◆ PROBLEM STATEMENT ◆
Please report every line in the entries that contains the string "below".
GIVEN RECORDS START
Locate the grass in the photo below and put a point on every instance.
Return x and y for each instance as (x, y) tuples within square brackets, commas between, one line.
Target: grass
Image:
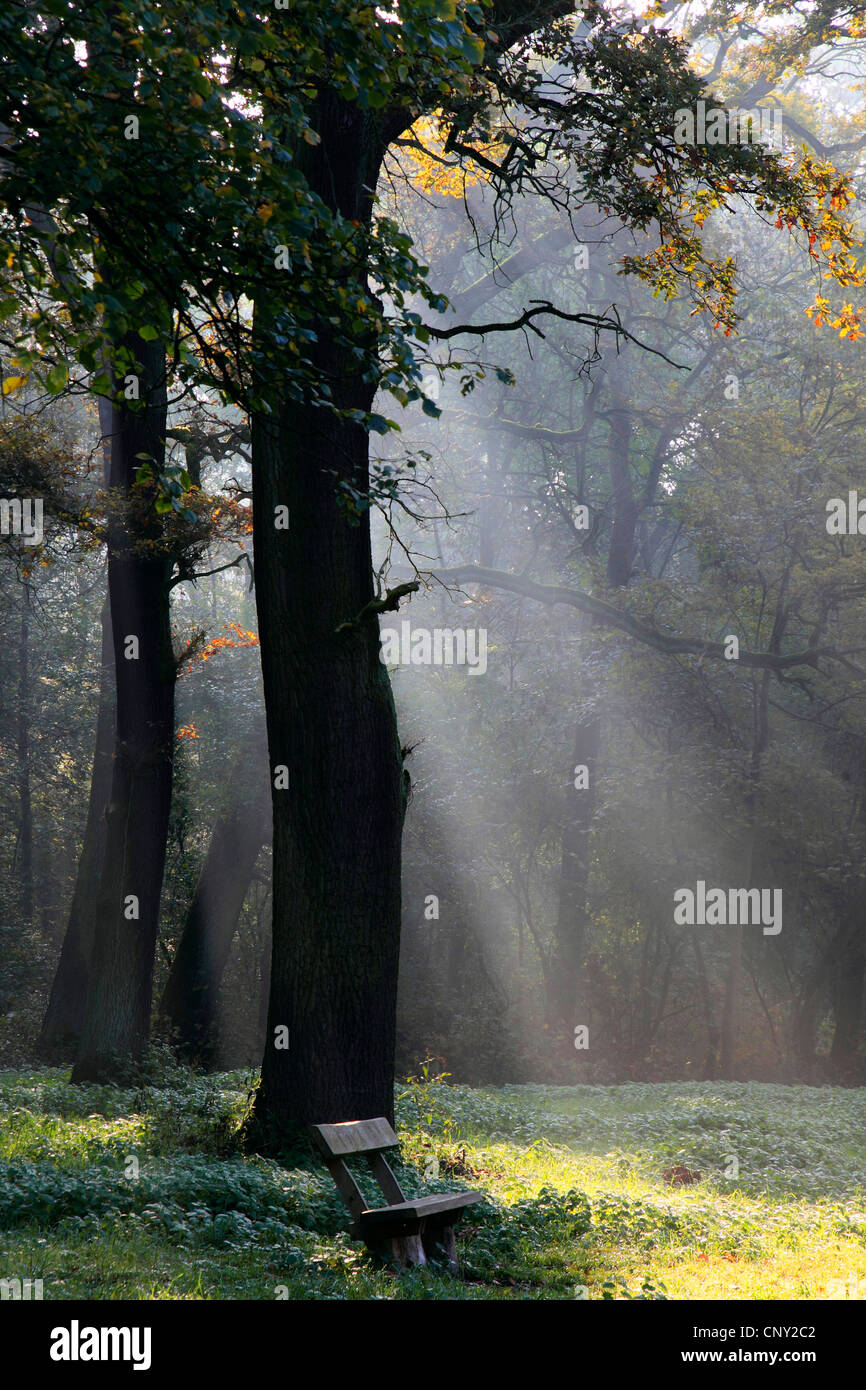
[(143, 1194)]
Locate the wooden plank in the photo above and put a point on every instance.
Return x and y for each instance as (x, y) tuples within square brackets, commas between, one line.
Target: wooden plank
[(385, 1178), (417, 1208), (353, 1137), (349, 1190)]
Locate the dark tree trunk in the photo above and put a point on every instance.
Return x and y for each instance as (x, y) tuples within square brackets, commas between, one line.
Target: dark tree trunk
[(332, 723), (64, 1016), (24, 865), (189, 1000), (848, 1001), (120, 991), (565, 1001)]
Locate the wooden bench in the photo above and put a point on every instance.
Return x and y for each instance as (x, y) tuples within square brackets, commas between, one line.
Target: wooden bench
[(412, 1228)]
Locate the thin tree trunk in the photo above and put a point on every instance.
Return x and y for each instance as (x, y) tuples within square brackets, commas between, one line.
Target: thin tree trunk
[(120, 991), (331, 723), (64, 1016), (25, 820), (565, 1000), (189, 1000)]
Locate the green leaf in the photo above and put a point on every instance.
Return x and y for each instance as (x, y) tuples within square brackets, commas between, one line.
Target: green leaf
[(57, 377)]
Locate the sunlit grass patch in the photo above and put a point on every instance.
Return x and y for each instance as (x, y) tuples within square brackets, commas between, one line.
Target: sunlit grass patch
[(576, 1203)]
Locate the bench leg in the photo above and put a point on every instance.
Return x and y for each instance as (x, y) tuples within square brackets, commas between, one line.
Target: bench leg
[(445, 1240), (409, 1250)]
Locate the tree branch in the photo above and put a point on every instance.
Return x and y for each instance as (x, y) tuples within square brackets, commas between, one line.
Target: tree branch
[(615, 617)]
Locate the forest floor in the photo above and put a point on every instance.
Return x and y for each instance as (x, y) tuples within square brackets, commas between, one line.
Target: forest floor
[(107, 1193)]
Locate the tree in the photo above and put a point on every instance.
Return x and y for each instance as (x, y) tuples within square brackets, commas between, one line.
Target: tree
[(296, 191)]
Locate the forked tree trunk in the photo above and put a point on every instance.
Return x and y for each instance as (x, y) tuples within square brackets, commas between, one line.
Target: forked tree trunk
[(64, 1016), (120, 991), (24, 858), (332, 724)]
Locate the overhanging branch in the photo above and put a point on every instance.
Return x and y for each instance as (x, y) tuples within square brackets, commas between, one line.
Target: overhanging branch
[(615, 617)]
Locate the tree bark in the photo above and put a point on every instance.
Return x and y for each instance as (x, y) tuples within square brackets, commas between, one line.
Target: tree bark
[(189, 1000), (331, 722), (64, 1016), (120, 990), (24, 865)]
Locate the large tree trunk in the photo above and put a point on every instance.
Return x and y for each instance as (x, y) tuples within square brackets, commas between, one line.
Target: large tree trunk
[(189, 1000), (117, 1019), (332, 723), (64, 1016), (24, 858), (566, 1005)]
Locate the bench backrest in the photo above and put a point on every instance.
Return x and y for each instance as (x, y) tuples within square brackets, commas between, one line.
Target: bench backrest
[(353, 1137), (369, 1137)]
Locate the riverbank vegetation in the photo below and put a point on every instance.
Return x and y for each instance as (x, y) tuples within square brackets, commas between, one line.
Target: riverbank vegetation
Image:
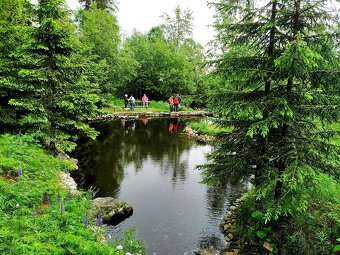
[(37, 215), (272, 82), (280, 75)]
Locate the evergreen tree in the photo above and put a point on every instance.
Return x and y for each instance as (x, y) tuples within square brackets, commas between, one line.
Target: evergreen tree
[(51, 95), (99, 35), (280, 69), (14, 31), (108, 5), (178, 29)]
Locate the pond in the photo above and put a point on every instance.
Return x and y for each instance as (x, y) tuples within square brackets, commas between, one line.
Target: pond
[(151, 165)]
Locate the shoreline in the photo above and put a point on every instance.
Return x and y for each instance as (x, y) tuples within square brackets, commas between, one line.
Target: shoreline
[(136, 115)]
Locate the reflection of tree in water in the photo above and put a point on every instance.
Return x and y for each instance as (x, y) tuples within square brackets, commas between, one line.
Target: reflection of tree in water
[(219, 197), (130, 142)]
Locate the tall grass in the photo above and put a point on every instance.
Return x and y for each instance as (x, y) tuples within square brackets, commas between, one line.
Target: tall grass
[(34, 219)]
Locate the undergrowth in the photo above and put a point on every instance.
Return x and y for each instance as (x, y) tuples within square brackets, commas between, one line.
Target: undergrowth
[(34, 219)]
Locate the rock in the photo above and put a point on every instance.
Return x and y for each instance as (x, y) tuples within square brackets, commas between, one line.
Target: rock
[(67, 182), (113, 210)]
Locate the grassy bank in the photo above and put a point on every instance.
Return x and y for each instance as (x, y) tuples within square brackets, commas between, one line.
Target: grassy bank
[(207, 127), (34, 219)]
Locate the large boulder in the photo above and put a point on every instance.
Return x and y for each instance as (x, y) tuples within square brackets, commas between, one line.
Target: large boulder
[(112, 209)]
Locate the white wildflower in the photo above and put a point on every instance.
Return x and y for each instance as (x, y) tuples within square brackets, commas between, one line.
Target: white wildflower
[(119, 247)]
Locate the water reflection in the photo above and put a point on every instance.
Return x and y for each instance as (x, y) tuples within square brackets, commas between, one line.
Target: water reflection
[(149, 164), (174, 125), (130, 142)]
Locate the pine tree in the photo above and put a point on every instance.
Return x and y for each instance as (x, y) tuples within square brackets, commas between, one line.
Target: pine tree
[(52, 96), (14, 31), (280, 67)]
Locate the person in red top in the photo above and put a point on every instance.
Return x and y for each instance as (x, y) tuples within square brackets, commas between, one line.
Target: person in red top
[(145, 101), (176, 103)]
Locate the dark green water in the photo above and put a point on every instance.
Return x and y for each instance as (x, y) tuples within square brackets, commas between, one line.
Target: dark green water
[(152, 166)]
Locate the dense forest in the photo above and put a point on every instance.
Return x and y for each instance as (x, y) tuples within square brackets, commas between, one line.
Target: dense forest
[(271, 76)]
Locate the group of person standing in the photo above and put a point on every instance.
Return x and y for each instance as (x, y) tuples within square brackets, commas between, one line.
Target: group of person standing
[(175, 103), (132, 101)]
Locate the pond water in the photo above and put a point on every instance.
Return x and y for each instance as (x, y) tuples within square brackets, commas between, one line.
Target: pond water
[(151, 165)]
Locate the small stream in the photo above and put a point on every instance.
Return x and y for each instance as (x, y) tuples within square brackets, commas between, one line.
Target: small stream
[(151, 165)]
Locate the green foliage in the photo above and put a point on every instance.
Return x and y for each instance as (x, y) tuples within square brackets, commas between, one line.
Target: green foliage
[(31, 221), (278, 74), (49, 94), (207, 127), (162, 70)]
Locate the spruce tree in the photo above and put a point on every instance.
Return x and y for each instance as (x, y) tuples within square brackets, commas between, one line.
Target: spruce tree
[(51, 95), (280, 67), (14, 31)]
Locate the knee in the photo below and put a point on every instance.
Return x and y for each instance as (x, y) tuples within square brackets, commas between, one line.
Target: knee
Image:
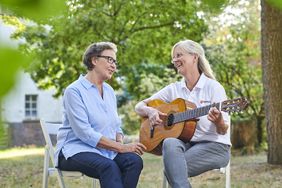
[(111, 166), (137, 162), (171, 144)]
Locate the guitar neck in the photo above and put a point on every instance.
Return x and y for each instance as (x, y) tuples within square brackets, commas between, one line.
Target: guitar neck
[(192, 114)]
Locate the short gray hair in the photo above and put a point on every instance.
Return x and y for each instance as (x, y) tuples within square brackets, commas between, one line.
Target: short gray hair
[(95, 49)]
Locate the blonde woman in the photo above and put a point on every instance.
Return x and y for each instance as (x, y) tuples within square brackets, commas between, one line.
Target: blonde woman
[(209, 147)]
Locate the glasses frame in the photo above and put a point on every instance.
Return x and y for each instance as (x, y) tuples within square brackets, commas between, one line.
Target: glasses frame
[(109, 59), (177, 57)]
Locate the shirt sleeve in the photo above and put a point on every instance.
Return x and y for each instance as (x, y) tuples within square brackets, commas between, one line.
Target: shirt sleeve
[(78, 118), (219, 95)]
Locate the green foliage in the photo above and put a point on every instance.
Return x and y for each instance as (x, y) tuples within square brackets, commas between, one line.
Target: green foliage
[(11, 62), (3, 136), (276, 3), (143, 30), (235, 58), (37, 10), (144, 79)]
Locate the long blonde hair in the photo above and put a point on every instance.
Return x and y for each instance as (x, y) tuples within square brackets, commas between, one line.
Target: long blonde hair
[(190, 46)]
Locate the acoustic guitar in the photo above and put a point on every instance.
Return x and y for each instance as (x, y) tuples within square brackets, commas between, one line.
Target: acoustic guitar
[(180, 121)]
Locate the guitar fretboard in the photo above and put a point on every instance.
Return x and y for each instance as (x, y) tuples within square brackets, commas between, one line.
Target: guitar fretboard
[(190, 114)]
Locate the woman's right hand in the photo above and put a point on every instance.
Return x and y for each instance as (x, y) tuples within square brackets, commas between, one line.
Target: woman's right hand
[(137, 148), (154, 117)]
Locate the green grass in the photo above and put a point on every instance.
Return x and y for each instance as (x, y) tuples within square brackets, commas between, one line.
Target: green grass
[(22, 167)]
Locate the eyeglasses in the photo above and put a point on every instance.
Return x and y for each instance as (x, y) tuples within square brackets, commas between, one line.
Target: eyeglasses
[(109, 59), (176, 57)]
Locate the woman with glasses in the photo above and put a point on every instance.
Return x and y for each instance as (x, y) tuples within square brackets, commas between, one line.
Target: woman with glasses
[(209, 147), (91, 139)]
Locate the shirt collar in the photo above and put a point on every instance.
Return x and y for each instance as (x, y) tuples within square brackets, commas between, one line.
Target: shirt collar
[(200, 84), (86, 83)]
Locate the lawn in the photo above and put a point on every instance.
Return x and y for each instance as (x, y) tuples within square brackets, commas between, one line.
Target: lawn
[(22, 167)]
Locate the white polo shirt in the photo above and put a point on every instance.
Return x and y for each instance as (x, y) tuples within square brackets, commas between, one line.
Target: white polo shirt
[(207, 91)]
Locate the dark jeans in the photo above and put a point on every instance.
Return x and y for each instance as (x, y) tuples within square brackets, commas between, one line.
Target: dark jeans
[(121, 172)]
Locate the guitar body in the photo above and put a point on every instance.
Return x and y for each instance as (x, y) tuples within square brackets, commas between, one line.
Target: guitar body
[(182, 130)]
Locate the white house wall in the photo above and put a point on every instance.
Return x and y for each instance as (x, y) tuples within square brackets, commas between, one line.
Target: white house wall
[(13, 105)]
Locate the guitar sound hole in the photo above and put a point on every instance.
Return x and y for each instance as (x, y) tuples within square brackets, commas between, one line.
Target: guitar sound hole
[(170, 119)]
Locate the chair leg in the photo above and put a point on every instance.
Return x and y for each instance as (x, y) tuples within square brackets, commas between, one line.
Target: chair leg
[(60, 178), (227, 176), (45, 169)]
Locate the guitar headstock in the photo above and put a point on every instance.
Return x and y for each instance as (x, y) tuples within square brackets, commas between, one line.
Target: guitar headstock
[(234, 105)]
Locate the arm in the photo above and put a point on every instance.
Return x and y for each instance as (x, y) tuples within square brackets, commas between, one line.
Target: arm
[(119, 147)]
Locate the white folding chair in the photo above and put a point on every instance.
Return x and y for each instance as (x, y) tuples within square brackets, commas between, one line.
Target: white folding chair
[(48, 129), (224, 170)]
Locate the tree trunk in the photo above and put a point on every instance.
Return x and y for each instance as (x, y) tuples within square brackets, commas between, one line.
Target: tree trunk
[(259, 130), (271, 46)]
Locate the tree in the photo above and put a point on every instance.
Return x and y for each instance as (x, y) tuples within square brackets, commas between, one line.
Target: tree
[(233, 49), (271, 43), (143, 30)]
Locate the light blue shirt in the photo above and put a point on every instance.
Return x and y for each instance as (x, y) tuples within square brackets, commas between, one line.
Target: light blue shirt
[(86, 118)]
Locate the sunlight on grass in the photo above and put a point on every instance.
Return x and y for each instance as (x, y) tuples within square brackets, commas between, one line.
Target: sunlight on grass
[(20, 152)]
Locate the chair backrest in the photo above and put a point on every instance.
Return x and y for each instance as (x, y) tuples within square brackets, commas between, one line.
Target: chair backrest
[(49, 128)]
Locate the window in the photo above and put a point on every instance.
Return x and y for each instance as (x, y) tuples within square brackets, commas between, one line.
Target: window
[(31, 106)]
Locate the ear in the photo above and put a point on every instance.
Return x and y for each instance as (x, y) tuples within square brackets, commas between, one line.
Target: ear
[(94, 60), (196, 57)]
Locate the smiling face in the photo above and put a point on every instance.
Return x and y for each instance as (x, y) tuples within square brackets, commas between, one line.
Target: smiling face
[(183, 61), (105, 64)]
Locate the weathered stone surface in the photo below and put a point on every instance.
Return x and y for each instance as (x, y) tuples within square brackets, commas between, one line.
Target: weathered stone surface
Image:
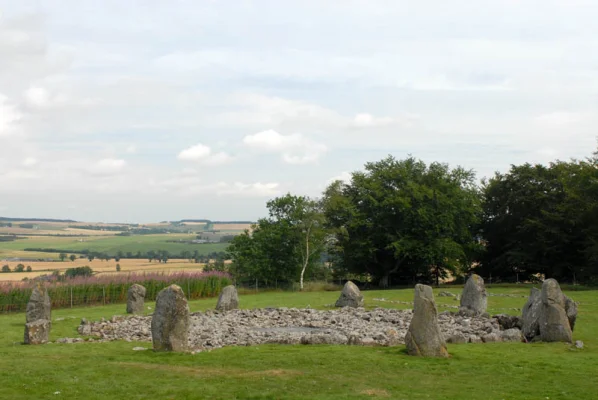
[(170, 322), (530, 316), (571, 310), (554, 323), (39, 306), (474, 296), (228, 299), (506, 321), (135, 299), (423, 337), (350, 296), (511, 335), (37, 332)]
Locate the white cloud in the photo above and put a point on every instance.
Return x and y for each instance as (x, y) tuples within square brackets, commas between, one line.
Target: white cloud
[(29, 162), (294, 148), (8, 116), (107, 167), (368, 120), (203, 154)]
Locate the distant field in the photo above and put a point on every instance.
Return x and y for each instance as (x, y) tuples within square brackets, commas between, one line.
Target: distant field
[(110, 244), (127, 265)]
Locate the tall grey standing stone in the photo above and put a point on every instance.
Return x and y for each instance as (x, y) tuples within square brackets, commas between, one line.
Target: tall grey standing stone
[(423, 337), (554, 323), (474, 298), (135, 299), (350, 296), (170, 322), (530, 315), (39, 306), (228, 299), (37, 332)]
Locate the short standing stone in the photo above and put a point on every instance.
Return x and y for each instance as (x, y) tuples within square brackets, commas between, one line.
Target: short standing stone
[(228, 299), (135, 299), (554, 323), (37, 332), (423, 337), (39, 304), (530, 316), (474, 297), (350, 296), (170, 322)]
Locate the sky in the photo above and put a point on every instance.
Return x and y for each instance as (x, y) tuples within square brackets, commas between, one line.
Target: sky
[(151, 110)]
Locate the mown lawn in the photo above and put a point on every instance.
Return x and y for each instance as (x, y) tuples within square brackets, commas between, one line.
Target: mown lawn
[(475, 371)]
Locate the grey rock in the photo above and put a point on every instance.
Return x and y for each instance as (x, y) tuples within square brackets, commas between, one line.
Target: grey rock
[(511, 335), (135, 299), (37, 332), (39, 306), (423, 337), (571, 310), (228, 299), (170, 322), (350, 296), (554, 323), (530, 316), (506, 321), (474, 296)]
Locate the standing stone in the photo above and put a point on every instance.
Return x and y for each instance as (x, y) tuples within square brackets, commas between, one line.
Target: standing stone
[(554, 323), (37, 332), (135, 299), (350, 296), (474, 298), (423, 337), (39, 306), (530, 315), (170, 322), (228, 299)]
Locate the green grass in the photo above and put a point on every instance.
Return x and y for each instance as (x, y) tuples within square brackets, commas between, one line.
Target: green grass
[(112, 244), (474, 371)]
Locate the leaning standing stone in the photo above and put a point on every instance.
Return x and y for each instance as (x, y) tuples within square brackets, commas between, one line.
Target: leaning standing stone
[(423, 337), (135, 299), (170, 322), (531, 315), (474, 298), (39, 304), (228, 299), (37, 332), (554, 323), (350, 296)]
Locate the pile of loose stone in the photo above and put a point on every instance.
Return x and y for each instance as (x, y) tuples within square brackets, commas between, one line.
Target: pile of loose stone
[(548, 315)]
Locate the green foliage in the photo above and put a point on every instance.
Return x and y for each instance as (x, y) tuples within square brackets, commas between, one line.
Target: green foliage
[(404, 220), (543, 220), (283, 246)]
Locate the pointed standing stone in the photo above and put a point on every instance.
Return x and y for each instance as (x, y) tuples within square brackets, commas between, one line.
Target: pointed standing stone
[(170, 322), (135, 299), (350, 296), (423, 337), (474, 298), (228, 299), (554, 322), (39, 306)]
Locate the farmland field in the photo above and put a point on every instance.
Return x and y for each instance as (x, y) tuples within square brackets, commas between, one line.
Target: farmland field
[(110, 244), (474, 371)]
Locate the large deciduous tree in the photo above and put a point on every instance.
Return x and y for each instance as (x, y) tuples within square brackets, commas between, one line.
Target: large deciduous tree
[(283, 246), (404, 220)]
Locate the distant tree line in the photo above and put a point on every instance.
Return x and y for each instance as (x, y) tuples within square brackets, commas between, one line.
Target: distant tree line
[(403, 221)]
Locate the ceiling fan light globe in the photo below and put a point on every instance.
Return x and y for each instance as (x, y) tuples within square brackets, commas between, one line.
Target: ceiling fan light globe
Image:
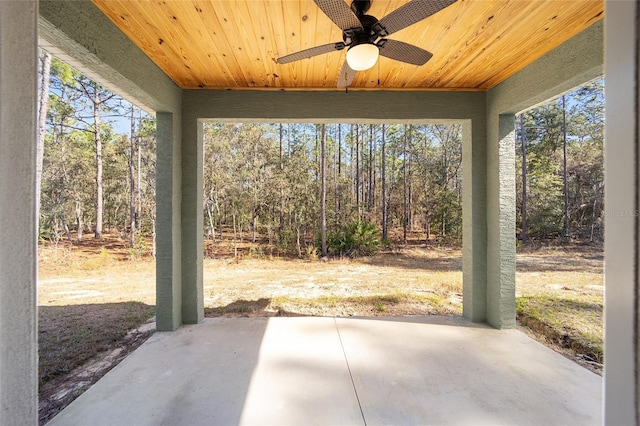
[(362, 56)]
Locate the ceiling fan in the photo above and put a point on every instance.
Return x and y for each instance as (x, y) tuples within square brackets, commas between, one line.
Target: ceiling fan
[(364, 35)]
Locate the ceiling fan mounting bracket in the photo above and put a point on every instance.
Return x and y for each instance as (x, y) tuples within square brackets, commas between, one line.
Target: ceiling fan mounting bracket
[(360, 7)]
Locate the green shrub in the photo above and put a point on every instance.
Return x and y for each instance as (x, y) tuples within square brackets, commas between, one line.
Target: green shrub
[(354, 239)]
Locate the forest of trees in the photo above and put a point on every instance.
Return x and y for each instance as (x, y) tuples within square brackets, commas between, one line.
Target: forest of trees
[(277, 183), (266, 179)]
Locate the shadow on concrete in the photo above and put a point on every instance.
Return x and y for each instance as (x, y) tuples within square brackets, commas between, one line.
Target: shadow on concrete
[(322, 370)]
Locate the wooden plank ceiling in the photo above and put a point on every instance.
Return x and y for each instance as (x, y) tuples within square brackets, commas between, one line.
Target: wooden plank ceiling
[(233, 44)]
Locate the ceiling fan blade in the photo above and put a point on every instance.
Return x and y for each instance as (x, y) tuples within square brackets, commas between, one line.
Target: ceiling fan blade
[(339, 13), (309, 53), (346, 76), (409, 14), (404, 52)]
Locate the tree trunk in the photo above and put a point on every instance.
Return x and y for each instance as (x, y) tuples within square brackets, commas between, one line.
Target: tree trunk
[(385, 231), (323, 190), (281, 225), (410, 179), (523, 137), (357, 177), (404, 186), (565, 228), (79, 221), (42, 121), (98, 140), (132, 183), (139, 185)]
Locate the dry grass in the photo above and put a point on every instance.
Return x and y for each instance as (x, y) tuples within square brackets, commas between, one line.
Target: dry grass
[(91, 294)]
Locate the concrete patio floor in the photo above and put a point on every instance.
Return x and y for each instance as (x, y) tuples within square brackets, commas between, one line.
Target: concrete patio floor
[(329, 371)]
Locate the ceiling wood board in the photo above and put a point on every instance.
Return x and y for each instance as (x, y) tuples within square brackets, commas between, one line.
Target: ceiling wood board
[(234, 44)]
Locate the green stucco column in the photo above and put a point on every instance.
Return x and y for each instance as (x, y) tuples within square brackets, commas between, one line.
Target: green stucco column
[(168, 235), (474, 226), (501, 219), (192, 222), (18, 250)]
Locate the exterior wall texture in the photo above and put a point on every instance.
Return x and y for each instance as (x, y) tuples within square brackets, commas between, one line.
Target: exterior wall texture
[(18, 251)]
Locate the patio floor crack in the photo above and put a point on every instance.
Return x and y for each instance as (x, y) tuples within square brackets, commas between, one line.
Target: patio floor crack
[(346, 360)]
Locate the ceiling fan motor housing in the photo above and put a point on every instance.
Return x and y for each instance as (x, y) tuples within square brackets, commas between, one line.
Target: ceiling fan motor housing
[(366, 34)]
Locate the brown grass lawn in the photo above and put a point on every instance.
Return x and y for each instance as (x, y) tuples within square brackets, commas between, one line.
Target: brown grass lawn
[(91, 295)]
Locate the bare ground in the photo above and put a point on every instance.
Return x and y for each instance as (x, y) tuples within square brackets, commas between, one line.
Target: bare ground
[(408, 281)]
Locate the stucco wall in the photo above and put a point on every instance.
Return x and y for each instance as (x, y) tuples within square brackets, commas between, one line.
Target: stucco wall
[(18, 254)]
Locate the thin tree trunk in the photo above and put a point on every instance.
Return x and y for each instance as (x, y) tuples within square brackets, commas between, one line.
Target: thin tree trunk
[(565, 229), (410, 179), (98, 140), (404, 186), (358, 172), (42, 121), (235, 239), (139, 184), (523, 137), (281, 224), (370, 167), (385, 231), (132, 183), (79, 221), (323, 190), (338, 197)]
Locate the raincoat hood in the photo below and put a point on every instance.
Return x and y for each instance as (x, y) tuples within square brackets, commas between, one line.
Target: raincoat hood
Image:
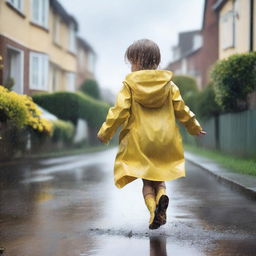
GIVEN RECORDS END
◆ EXERCISE OUTPUT ◆
Locate the grass in the photo below and put a point on every instance.
Locate the riverbank vegetation in the photo below and put a point on every instance.
Locate the knee in the photo below and put a point on every instance.
Locate the weathered stone surface in the photo below and put a point on every instance.
Locate the ceiling fan light globe in the photo below and put a point on every instance.
Locate the raincoat hood in the photo below and put a point on every instance.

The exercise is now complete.